**Учебные задания**:
1/ Какие глаголы Набоков, согласно отрывку о романе «Ада», неоднократно употребляет при описании сексуального акта?
2/ Продолжите отрывок о романе Набокова «Ада», начав сразу после его последнего предложения.

**Фрагмент страницы**:

Вторую мою оговорку сформулировать потрудней. Меня смутил сам тон повествования, несоответствие между голосом автора и существом того, что он вспоминает. Возможно, именно холодный блеск этого романа возбудил во мне подозрение, что Набоков рисуется перед аудиторией, которую презирает, и наращивает количество трюков, хорошо зная, — и давая нам это понять, — что они доступны лишь горстке его читателей. Гораздо серьезней несколько рассеянная, но все же явная распущенность. Ибо «Ада» просто перенасыщена всякими шлюхами и похабством, не говоря уже об инцесте.
Допустим, такая увлеченность сама по себе не слишком предосудительна. Но остается гадкое ощущение от неприятного смакования автором подобных тем. Не случайно Набоков неоднократно употребляет глаголы «осквернять» и «пачкать» в качестве, так сказать, перевернутых эвфемизмов при описании сексуального акта. Мало этого, такое своеобразное похотливое доктринерство — по сути, комбинация снисходительной скороговорки гида-профессионала с суетливой образованностью ученого-эротолога, читающего лекцию не слишком успевающим студентам, — не сводится к проходным, эпизодичным, чисто барочным сексуальным вкраплениям. Оно наполняет весь роман.

**Исходные данные**:
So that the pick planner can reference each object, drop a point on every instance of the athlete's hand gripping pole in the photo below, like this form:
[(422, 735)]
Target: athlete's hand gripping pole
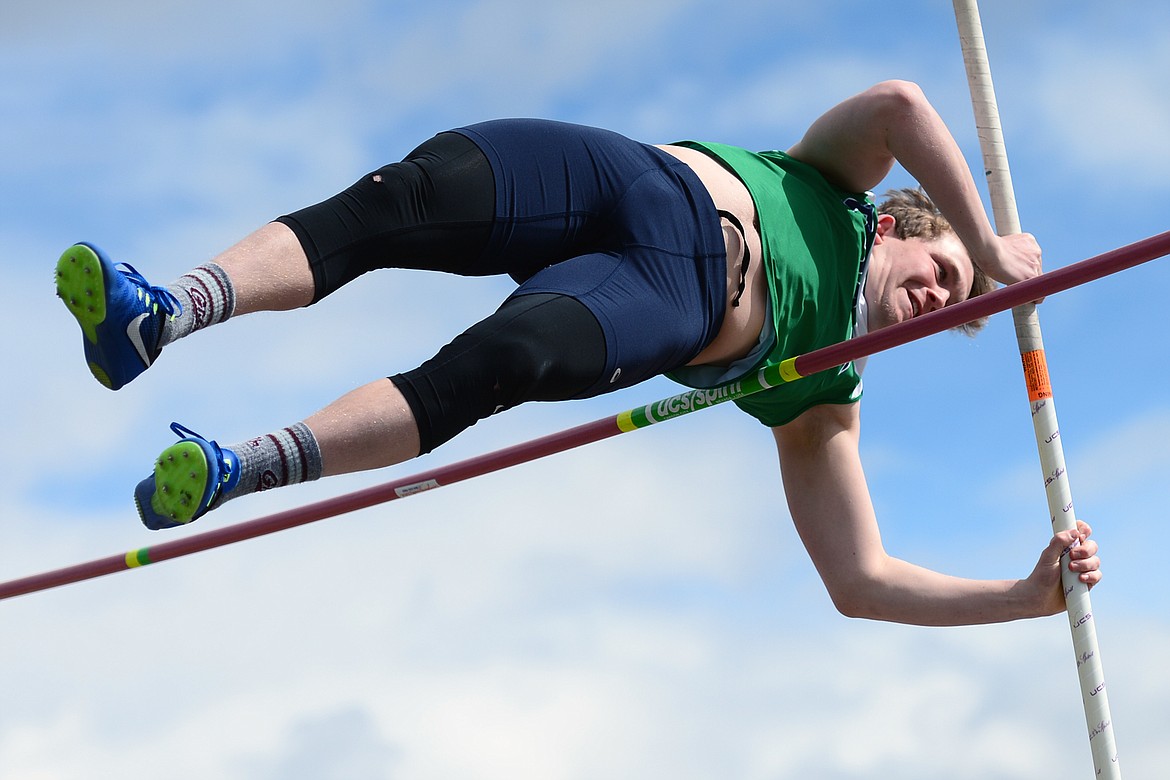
[(1039, 388)]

**Ответы по заданиям**:
1/ «Осквернять» и «пачкать».

2/
Одна особенно отталкивающая сцена, где злополучная Люсетт вовлекается Ваном и Адой в тройственное сексуальное действо, описана следующим образом: «То, что сложилось теперь, не вполне можно бы назвать ситуацией в духе Казановы… скорее полотном более раннего живописца, представителя венецианской (sensu largo[215]) школы, представленной (в „Запретных живописцах“) достаточно умело, чтоб выдержать пытливый бордельный, vue d'oiseau[216] взгляд». Дальнейшее излагается с маниакальным пристрастием к подробностям и радостному созерцанию всякой мерзости.
Это упорное метание между «литературой» и «жизнью» — ироничные заметки на полях, ремарочные препирательства шепотком между мемуаристами («Ох, Ван!», «Прости, кисонька, но оставим как есть») и псевдоредакторские вставки — частично, может быть, являются способом Набокова управлять своей и читательской сверхосведомленностью в смысле всего процесса, тогда как сырьевые ресурсы памяти и опыта находят художественное воплощение. Ars est celare artem[217], однако когда Набоков заставляет своего девяностолетнего повествователя сдабривать рассказ замечаниями, типа: «…это происходило, в историческом аспекте, на заре развития романа, пока находившегося в руках у приходских дамочек и французских академиков…», или: «Потом Ван с Адой встретились в коридоре и вполне могли бы обменяться поцелуем на ранней стадии развития этого романа в истории литературы», таким образом намеренно привлекая внимание к композиционной инженерии, это, скорей всего, напоминает технику литературного дзюдо.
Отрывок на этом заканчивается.